* **WHAT TO WORK ON**
1. Substitute "oddities" for "quirks" in the blue chrysanthemum article between "But their challenge" and "in an email.", inclusive, and write out that passage.
2. Proceed with the article on the blue chrysanthemum, picking up after its final sentence.

Top of EXTRACTED TEXT

New York City: A blue human is a cold, dead or sad human. We don’t want to be blue. And flowers don’t appear to, either.

Less than 10 per cent of 400,000 floral species bear blue flowers. It’s unclear why. Pollinators such as blue flowers, after all. Humans do too — blue is our favourite colour, according to a poll by sociologist Philip N. Cohen.

Scientists and horticulturalists have tried to force blueness upon flowers, but breeding and genetic engineering hasn’t worked out, mainly because there are not many compatible plants with the genetic machinery to manufacture blueness.

Now Japanese scientists have finally created a true blue chrysanthemum — one that passes the strict colour standards of the Royal Horticultural Society. Chrysanthemums are usually pink, yellow or red. The scientists hope their methods, published Wednesday in Science Advances, can be used to blue-ify other flowers, like roses.

But their challenge also highlights one of nature’s lovely quirks: Why is blue so hard to come by in the first place?

“Plant species blooming blue flowers are relatively rare,” Naonobu Noda, a plant biologist at the National Agriculture and Food Research Organization in Japan who led the research, noted in an email.

Bottom of EXTRACTED TEXT
Top of RECORDS

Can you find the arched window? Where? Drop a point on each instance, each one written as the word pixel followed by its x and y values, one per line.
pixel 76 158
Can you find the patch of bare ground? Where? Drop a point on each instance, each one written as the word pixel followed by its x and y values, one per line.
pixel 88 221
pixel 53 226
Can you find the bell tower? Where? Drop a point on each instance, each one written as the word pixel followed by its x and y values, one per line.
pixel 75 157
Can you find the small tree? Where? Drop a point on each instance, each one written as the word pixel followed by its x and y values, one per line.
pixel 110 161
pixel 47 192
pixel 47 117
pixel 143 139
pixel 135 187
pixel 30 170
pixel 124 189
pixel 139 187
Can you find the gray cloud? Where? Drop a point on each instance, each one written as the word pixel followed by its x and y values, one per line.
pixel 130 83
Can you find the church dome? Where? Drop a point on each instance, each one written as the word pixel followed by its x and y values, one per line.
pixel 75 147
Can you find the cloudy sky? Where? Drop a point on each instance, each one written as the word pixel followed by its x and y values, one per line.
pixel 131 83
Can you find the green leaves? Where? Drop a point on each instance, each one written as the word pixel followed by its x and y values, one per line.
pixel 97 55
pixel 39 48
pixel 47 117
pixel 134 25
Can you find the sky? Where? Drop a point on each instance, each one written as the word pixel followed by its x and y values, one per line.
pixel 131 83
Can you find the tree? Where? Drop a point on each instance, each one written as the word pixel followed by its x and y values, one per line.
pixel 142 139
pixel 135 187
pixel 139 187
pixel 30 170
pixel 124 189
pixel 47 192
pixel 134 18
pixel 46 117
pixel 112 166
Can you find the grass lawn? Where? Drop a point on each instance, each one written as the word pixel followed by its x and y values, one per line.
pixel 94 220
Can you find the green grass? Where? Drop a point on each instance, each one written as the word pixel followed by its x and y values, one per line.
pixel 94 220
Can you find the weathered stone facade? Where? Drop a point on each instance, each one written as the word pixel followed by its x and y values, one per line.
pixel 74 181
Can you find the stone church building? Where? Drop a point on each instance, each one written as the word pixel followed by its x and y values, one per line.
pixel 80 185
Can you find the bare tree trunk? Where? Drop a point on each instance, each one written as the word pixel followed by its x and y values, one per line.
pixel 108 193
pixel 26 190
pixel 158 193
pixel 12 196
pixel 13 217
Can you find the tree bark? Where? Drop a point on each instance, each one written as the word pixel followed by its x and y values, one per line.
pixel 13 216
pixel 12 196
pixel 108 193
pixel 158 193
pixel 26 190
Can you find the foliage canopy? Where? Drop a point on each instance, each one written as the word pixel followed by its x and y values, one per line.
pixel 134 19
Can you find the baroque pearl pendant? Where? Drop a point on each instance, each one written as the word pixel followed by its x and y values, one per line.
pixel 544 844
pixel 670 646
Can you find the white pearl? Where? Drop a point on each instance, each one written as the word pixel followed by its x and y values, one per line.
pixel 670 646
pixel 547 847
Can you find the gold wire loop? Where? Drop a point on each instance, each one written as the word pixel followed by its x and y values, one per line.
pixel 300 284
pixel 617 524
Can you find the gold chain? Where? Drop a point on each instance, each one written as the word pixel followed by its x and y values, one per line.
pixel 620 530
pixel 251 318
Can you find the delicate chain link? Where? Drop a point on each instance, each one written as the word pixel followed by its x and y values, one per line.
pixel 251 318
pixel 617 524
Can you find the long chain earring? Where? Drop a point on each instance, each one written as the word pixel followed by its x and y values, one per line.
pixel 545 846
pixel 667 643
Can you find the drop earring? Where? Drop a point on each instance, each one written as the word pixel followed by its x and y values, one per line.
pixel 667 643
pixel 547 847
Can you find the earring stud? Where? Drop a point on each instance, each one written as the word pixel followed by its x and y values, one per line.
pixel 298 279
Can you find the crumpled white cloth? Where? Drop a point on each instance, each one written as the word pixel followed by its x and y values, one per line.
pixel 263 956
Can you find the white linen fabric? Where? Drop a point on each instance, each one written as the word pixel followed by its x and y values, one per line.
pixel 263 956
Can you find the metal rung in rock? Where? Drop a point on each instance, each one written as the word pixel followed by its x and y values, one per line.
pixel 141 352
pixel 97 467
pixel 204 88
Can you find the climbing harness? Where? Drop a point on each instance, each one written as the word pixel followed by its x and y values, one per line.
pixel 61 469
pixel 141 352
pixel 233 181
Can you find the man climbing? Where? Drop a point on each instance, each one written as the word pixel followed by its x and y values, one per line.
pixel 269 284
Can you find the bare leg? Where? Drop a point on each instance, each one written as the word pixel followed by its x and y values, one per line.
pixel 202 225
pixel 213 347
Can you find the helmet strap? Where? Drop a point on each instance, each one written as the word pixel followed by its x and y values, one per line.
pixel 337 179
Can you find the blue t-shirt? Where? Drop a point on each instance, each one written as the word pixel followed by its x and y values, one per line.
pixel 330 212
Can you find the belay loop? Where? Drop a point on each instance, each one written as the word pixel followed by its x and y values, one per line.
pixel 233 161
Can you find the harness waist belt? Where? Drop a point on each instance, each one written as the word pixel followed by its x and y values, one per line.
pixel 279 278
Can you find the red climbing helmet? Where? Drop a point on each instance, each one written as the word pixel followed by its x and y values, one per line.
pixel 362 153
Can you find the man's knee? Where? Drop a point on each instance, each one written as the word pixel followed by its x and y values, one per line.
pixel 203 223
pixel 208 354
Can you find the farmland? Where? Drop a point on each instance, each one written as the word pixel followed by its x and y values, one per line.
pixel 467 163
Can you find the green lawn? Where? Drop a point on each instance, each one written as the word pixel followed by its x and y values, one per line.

Bottom of RECORDS

* **TASK-BY-TASK RESULTS**
1.
But their challenge also highlights one of nature’s lovely oddities: Why is blue so hard to come by in the first place?

“Plant species blooming blue flowers are relatively rare,” Naonobu Noda, a plant biologist at the National Agriculture and Food Research Organization in Japan who led the research, noted in an email.

2.
It took Noda and his colleagues years to create their blue chrysanthemum. They got close in 2013, engineering a “bluer-coloured” one by splicing in a gene from Canterbury bells, which naturally make blue flowers. The resulting blooms were violet. This time, they added a gene from another naturally blue flower called the butterfly pea.

Both of these plants produce pigments for orange, red and purple called delphinidin-based anthocyanins. (They’re present in cranberries, grapes and pomegranates, too.) Under a few different conditions, these pigments, which are sensitive to changes in pH, can start a chemical transformation within a flower, rendering it blue.

The additional gene did the trick. It added a sugar molecule to the pigment, shifting the plant’s pH and altering the chrysanthemum’s colour. The researchers confirmed the colour as blue by testing its wavelengths in the lab.

What they did was already being done in nature: No blue flowers actually have blue pigment. Neither do blue eyes or blue birds. They all get help from a few clever design hacks.

Blue flowers tend to result from the modification of red pigments — shifting their acidity levels, switching up their molecules and ions, or mixing them with other molecules and ions.

Some petunias, for example, have a genetic mutation that breaks pumps inside their cells, altering their pH and turning them blue. Some morning glories shift from blue upon opening to pink upon closing, as acidity levels in the plant fluctuate. Many hydrangeas turn blue if the soil is acidified, as many gardeners know.

In vertebrates, blue colouring often is more about structure. Blue eyes exist because, lacking pigments to absorb colour, they reflect blue light. Blue feathers, like those of the kingfisher, would be brown or grey without a special structural coating that reflects blue.

Reflection is also the reason for the most intense colour in the world, the shiny blue of the marble-esque Pollia fruit in Africa.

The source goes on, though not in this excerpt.